■ Passage given
Real-time collaboration for Jupyter Notebooks, Linux Terminals, LaTeX, VS Code, R IDE, and more,
all in one place. Commercial Alternative to JupyterHub.

GitHub Repository: DanielBarnes18/IBM-Data-Science-Professional-Certificate
Path: blob/main/07. Data Analysis with Python/01. Importing Datasets/01. Importing Datasets.ipynb
Views: ⁵¹⁵⁶

Kernel: Python 3

Introduction Notebook

Objectives

After completing this lab you will be able to:

Acquire data in various ways
Obtain insights from data with Pandas library

Data Acquisition

There are various formats for a dataset: .csv, .json, .xlsx etc. The dataset can be stored in different places, on your local machine or sometimes online.

In this section, you will learn how to load a dataset into our Jupyter Notebook.

In our case, the Automobile Dataset is an online source, and it is in a CSV (comma separated value) format. Let's use this dataset as an example to practice data reading.

Data source: https://archive.ics.uci.edu/ml/machine-learning-databases/autos/imports-85.data
Data type: csv

The Pandas Library is a useful tool that enables us to read various datasets into a dataframe; our Jupyter notebook platforms have a built-in Pandas Library so that all we need to do is import Pandas without installing.

■ Challenge
Say whether each statement agrees with the notebook on importing datasets, giving yes or no and quoting the deciding words: (a) The Automobile Dataset is in CSV format. (b) Pandas has to be installed before it can be imported on the notebook platforms. (c) A dataset is always stored online.

■ Data section
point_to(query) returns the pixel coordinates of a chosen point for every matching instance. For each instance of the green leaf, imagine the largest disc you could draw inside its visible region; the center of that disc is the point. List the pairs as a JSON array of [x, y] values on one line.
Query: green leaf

■ Finished task
(a) Yes: "it is in a CSV (comma separated value) format."
(b) No: "our Jupyter notebook platforms have a built-in Pandas Library so that all we need to do is import Pandas without installing."
(c) No: "The dataset can be stored in different places, on your local machine or sometimes online."